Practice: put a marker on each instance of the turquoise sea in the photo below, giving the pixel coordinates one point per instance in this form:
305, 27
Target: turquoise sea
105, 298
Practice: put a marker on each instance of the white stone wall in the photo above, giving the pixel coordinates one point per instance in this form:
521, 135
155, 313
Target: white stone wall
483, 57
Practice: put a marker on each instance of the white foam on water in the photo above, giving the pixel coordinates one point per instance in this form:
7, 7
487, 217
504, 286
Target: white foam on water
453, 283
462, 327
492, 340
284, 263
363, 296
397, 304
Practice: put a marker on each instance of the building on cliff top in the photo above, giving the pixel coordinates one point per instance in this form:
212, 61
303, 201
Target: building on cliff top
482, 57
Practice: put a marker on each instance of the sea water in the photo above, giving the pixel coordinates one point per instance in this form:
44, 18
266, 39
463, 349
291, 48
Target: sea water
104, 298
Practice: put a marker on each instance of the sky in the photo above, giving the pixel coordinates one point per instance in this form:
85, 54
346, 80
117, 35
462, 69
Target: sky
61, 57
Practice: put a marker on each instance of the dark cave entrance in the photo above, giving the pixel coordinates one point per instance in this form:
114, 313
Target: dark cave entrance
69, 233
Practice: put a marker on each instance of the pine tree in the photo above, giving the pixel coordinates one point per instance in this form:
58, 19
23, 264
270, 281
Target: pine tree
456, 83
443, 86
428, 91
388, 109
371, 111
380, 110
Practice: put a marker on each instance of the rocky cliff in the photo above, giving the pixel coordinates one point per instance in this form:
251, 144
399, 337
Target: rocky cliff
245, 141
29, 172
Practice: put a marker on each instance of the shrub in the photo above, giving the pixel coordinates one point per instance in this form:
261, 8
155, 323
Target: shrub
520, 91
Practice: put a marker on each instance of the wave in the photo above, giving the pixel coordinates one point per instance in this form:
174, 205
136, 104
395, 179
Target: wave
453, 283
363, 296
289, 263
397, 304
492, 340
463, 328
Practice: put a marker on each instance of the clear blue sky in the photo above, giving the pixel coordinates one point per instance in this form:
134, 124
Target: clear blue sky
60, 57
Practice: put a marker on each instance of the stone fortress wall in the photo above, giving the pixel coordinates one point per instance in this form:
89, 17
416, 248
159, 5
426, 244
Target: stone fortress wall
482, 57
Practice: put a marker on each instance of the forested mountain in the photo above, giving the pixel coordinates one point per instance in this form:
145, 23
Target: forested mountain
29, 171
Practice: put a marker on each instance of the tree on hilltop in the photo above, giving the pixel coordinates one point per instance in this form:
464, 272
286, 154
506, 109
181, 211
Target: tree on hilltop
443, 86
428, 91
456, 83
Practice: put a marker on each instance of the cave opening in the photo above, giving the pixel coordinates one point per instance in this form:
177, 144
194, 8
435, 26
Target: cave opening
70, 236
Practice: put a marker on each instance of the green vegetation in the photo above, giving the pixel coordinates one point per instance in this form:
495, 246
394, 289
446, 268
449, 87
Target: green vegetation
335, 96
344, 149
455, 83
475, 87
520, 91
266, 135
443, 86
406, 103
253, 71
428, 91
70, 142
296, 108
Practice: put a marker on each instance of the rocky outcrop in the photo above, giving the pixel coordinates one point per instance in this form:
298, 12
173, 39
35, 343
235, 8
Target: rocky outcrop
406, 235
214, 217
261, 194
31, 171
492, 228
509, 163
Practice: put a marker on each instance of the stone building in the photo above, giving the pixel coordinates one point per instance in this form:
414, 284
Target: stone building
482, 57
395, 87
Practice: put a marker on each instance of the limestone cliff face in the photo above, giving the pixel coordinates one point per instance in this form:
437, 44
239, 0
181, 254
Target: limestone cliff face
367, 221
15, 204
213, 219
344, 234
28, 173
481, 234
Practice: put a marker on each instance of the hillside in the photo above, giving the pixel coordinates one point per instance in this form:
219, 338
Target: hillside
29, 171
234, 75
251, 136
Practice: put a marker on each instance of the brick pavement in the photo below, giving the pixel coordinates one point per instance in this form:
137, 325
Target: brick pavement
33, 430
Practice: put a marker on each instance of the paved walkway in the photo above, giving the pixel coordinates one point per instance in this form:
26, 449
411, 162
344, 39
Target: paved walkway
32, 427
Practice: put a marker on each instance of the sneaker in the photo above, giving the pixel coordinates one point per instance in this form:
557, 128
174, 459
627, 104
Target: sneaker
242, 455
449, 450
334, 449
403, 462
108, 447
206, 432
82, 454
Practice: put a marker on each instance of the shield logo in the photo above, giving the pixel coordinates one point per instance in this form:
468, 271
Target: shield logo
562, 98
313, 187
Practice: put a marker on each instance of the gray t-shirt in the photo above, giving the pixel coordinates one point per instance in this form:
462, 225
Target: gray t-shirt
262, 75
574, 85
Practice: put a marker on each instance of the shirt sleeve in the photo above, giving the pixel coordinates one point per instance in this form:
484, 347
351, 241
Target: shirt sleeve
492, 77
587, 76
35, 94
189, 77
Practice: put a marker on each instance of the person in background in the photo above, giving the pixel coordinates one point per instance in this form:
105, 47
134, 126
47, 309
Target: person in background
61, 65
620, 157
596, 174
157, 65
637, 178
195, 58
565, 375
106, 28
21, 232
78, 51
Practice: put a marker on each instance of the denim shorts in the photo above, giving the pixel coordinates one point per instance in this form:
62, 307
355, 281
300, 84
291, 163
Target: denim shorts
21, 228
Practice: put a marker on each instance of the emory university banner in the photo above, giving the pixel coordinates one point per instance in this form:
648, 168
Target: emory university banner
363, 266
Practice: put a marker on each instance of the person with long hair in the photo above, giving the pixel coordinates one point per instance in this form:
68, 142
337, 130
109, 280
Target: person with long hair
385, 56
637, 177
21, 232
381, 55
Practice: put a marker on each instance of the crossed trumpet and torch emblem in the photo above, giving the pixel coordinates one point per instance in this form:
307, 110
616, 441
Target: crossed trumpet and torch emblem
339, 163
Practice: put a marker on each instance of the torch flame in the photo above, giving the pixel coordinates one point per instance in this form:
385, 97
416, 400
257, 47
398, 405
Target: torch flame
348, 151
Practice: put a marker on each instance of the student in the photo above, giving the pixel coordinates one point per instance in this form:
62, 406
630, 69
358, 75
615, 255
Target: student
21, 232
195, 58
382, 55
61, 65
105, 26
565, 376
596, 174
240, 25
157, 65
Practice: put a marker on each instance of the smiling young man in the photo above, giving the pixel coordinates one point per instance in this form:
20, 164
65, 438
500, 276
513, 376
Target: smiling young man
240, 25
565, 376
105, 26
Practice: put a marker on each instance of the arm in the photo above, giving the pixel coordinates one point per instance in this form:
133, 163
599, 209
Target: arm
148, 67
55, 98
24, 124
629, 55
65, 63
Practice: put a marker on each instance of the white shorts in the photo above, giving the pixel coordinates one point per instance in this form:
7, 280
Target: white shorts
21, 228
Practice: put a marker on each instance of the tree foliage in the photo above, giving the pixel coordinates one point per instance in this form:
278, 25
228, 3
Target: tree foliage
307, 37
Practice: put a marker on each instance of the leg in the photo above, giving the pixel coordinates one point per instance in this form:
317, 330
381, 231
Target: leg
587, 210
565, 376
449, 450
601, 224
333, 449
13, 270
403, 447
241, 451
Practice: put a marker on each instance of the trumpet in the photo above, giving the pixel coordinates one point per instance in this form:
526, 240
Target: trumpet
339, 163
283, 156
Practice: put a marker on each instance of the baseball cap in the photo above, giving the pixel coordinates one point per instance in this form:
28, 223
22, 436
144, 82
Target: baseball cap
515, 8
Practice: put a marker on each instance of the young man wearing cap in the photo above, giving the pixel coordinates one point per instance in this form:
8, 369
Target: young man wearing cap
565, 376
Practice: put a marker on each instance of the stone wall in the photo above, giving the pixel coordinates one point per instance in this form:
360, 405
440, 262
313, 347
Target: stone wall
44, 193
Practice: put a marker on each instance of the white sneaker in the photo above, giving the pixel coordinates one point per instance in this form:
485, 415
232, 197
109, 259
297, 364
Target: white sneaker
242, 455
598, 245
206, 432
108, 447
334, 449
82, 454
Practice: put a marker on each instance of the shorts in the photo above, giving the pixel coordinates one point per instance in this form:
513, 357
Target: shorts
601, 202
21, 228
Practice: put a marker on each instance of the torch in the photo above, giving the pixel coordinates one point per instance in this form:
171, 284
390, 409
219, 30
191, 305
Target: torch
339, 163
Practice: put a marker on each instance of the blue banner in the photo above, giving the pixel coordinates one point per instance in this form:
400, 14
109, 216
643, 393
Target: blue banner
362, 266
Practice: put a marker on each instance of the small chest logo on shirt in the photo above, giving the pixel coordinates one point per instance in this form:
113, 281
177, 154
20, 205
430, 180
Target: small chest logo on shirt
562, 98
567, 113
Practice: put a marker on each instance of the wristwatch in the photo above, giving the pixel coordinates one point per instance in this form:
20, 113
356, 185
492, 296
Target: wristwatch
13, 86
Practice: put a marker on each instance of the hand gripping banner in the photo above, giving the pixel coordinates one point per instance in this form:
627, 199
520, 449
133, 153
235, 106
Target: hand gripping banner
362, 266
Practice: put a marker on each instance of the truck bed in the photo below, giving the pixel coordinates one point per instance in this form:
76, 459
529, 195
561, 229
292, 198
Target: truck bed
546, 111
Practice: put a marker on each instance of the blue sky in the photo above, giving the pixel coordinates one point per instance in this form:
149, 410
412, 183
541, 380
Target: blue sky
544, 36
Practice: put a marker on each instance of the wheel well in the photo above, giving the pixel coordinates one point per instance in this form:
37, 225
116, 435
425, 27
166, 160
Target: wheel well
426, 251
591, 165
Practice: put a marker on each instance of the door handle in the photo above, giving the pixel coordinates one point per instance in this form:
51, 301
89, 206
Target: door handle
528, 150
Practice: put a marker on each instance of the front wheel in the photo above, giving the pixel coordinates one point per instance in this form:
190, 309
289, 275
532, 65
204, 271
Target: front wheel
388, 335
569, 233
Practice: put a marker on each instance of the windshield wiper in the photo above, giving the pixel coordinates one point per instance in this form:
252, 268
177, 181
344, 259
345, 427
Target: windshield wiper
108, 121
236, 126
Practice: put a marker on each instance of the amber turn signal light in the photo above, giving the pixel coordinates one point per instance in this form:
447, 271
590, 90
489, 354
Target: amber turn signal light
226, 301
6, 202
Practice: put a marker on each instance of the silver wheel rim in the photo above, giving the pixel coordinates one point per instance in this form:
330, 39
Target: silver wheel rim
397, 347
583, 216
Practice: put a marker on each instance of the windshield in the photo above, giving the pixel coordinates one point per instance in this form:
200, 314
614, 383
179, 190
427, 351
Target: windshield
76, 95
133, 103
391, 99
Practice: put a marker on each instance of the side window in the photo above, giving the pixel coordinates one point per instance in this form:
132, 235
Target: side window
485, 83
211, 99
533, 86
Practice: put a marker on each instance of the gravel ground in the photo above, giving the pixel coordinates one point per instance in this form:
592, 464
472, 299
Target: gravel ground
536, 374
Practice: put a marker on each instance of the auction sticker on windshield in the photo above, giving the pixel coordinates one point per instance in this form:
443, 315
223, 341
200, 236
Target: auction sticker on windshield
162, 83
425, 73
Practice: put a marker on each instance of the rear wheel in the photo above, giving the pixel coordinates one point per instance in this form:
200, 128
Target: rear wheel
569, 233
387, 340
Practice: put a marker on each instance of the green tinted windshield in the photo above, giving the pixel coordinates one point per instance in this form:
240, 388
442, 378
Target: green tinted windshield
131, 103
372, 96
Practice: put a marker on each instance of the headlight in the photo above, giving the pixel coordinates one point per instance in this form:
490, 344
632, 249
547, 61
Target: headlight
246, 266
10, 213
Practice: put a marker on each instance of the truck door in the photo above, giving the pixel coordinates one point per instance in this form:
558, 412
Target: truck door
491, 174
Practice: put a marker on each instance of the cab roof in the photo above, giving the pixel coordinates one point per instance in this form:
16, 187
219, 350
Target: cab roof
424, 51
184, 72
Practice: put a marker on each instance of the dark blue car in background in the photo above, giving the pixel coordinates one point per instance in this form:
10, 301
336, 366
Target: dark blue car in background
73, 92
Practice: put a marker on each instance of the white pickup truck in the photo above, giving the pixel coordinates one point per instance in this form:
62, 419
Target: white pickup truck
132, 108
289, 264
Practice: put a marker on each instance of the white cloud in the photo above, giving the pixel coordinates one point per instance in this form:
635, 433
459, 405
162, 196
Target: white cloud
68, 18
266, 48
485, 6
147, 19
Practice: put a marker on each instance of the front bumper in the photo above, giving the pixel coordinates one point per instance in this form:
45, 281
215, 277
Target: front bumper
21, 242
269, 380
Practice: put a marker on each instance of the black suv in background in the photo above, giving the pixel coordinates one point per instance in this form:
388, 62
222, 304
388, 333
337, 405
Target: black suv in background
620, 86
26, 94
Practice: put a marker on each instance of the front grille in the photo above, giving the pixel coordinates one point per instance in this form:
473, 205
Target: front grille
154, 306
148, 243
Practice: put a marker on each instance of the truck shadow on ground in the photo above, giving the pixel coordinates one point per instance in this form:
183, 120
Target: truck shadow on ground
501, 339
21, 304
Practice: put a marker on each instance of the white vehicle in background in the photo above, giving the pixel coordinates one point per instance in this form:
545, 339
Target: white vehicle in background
★ ★ ★ ★
Format everything from the line containing "Practice: put a marker on each instance of the white vehicle" down to the end of the records as a Markdown table with the columns Row and Entry, giving each line a row number and skipping blank lines.

• Complete response
| Row | Entry |
|---|---|
| 1 | Practice: put a marker on each instance of the white vehicle in background in the photo above, giving the pixel coordinates one point per instance in this form: |
| 2 | 545, 339 |
| 3 | Target: white vehicle in background |